TEXT SHOWN –
Thereafter, Mrs. Rosenberg's spouse reinvested dividends received through the
Company's dividend reinvestment plan in October 2002. As a result of these
purchases by Mrs. Rosenberg's spouse, the Form 4 filed for Mrs. Rosenberg on
November 1, 2002 inadvertently failed to report 240 shares of Common Stock
acquired by Mrs. Rosenberg's spouse in this manner. Upon such information
becoming known, amended Form 4s were filed for Mrs. Rosenberg on March 28, 2003.

                            INDEPENDENT ACCOUNTANTS

     Ernst & Young LLP served as the Company's independent accountants for the
fiscal year ended December 31, 2002. There have been no disagreements between
the Company and its independent accountants relating to accounting procedures,
financial statement disclosures or related items. Representatives of Ernst &
Young LLP are expected to be available at the Meeting and will have an
opportunity to make a statement if they so desire and will be available to
respond to appropriate questions.

                             STOCKHOLDER PROPOSALS

     Under regulations adopted by the SEC, stockholder proposals intended to be
presented at the 2004 Meeting must be received by the Secretary of the Company
no later than December 2, 2003, in order to be considered for inclusion in the
Company's proxy statement and on the proxy card that will be solicited by the
Board in connection with the 2004 Meeting.

                                        19


     In addition, if a stockholder desires to bring business before an Annual
Meeting of Stockholders which is not the subject of a proposal for inclusion in
the Company's proxy materials, the stockholder must follow the advance notice
procedures outlined in the Company's Bylaws. The Company's Bylaws provide that
in order for a stockholder to nominate a candidate for election as a director at
a meeting or propose business for consideration at such meeting, notice must
generally be given to the Secretary of the Company no more than 90 days nor less
than 60 days prior to the first anniversary of the preceding year's meeting. The
Meeting is scheduled for May 13, 2003. Therefore, if a stockholder desires to
present a proposal for the 2004 Meeting without seeking to include the proposal
in the Company's proxy materials, the Company must receive notice of the
proposal no earlier than February 8, 2004 and no later than March 9, 2004. The
fact that the Company may not insist upon compliance with these requirements
should not be construed as a waiver by the Company of its right to do so at any
time in the future. The Company reserves the right to reject, rule out of order
or take other appropriate action with respect to any proposal that does not
comply with these and other applicable requirements.

                                 OTHER MATTERS

     The Board is not aware of any business which will be presented at the
Meeting other than those matters set forth in the accompanying Notice of Annual
Meeting of Stockholders. If any other matters are properly presented at the
Meeting for action, it is intended that the persons named in the accompanying
proxy and acting thereunder will vote in accordance with their best judgment on
such matters.

(Dataset records)
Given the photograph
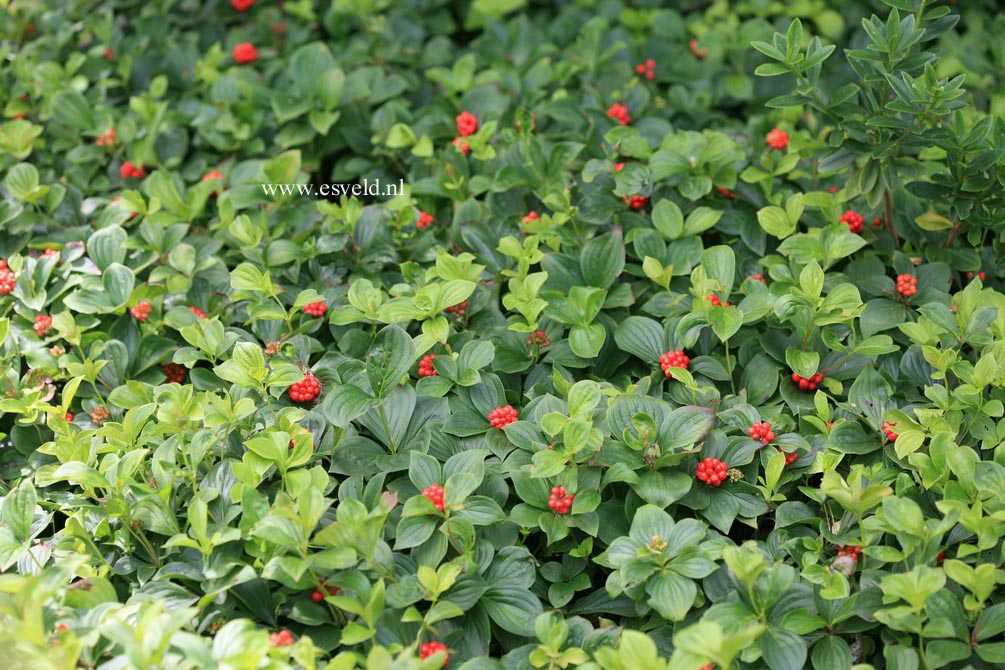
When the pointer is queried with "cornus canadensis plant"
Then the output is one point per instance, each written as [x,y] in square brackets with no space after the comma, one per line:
[616,377]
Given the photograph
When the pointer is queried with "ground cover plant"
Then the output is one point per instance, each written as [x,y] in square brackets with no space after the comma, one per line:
[682,346]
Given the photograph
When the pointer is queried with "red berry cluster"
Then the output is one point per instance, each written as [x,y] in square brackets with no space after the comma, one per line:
[854,221]
[107,140]
[175,373]
[676,359]
[7,278]
[306,390]
[619,113]
[281,639]
[560,501]
[712,471]
[458,309]
[762,431]
[467,124]
[292,441]
[777,139]
[99,415]
[432,648]
[318,596]
[245,53]
[130,171]
[141,311]
[42,324]
[426,366]
[646,68]
[907,284]
[636,202]
[850,551]
[435,495]
[501,417]
[539,339]
[698,53]
[316,309]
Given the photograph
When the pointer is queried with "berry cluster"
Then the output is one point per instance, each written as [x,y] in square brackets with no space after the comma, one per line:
[107,140]
[676,359]
[850,550]
[854,221]
[435,495]
[306,390]
[7,278]
[175,373]
[762,431]
[539,339]
[698,53]
[807,384]
[560,501]
[458,309]
[636,202]
[318,596]
[141,311]
[129,171]
[777,139]
[245,53]
[646,69]
[712,471]
[907,284]
[467,124]
[501,417]
[292,441]
[426,366]
[316,309]
[98,416]
[619,113]
[432,648]
[281,639]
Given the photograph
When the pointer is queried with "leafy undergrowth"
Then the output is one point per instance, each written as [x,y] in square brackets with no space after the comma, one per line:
[680,348]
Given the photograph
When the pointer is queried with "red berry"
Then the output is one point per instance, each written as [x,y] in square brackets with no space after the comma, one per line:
[675,359]
[501,417]
[619,113]
[560,501]
[306,390]
[435,495]
[316,309]
[426,366]
[777,139]
[425,220]
[431,648]
[907,284]
[854,221]
[467,124]
[245,53]
[42,324]
[761,431]
[142,310]
[712,471]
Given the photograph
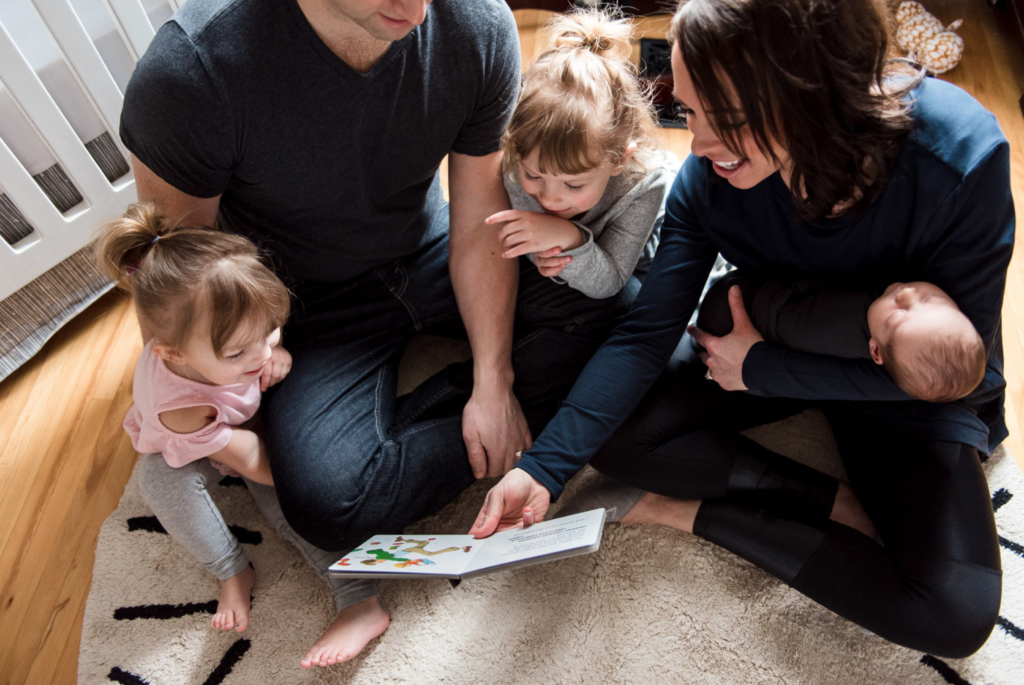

WORK TO COMPLETE –
A) Reproduce word for word the part of the proxy statement text that begins at "Under regulations adopted" and ends after "the 2004 Meeting.".
B) Carry on the annual meeting proxy statement, picking up right after its final sentence.

RESULTS OF THE EXERCISE –
A)
Under regulations adopted by the SEC, stockholder proposals intended to be
presented at the 2004 Meeting must be received by the Secretary of the Company
no later than December 2, 2003, in order to be considered for inclusion in the
Company's proxy statement and on the proxy card that will be solicited by the
Board in connection with the 2004 Meeting.

B)
                                          By Order of the Board of Directors

                                          /s/ Ellen Kelleher
                                          Ellen Kelleher
                                          Executive Vice President, General
                                          Counsel
                                          and Secretary


April 8, 2003

Chicago, Illinois

                                        20



                       MANUFACTURED HOME COMMUNITIES, INC.
          TWO NORTH RIVERSIDE PLAZA, SUITE 800, CHICAGO, ILLINOIS 60606
                    PROXY FOR ANNUAL MEETING OF STOCKHOLDERS
                 SOLICITED ON BEHALF OF THE BOARD OF DIRECTORS


     The undersigned stockholder of Manufactured Home Communities, Inc., a
Maryland corporation (the "Company"), hereby appoints SAMUEL ZELL and HOWARD
WALKER, or either of them, with full power of substitution in each of them, to
attend the Annual Meeting of Stockholders of the Company to be held on Tuesday,
May 13, 2003, at 10:00 a.m. Central time, and any adjournment or postponement
thereof, to cast on behalf of the undersigned all votes that the undersigned is
entitled to cast at such meeting and otherwise to represent the undersigned at
the meeting with all powers possessed by the undersigned if personally present
at the meeting. The undersigned hereby acknowledges receipt of the Notice of
Annual Meeting of Stockholders and of the accompanying Proxy Statement and
revokes any proxy heretofore given with respect to such meeting.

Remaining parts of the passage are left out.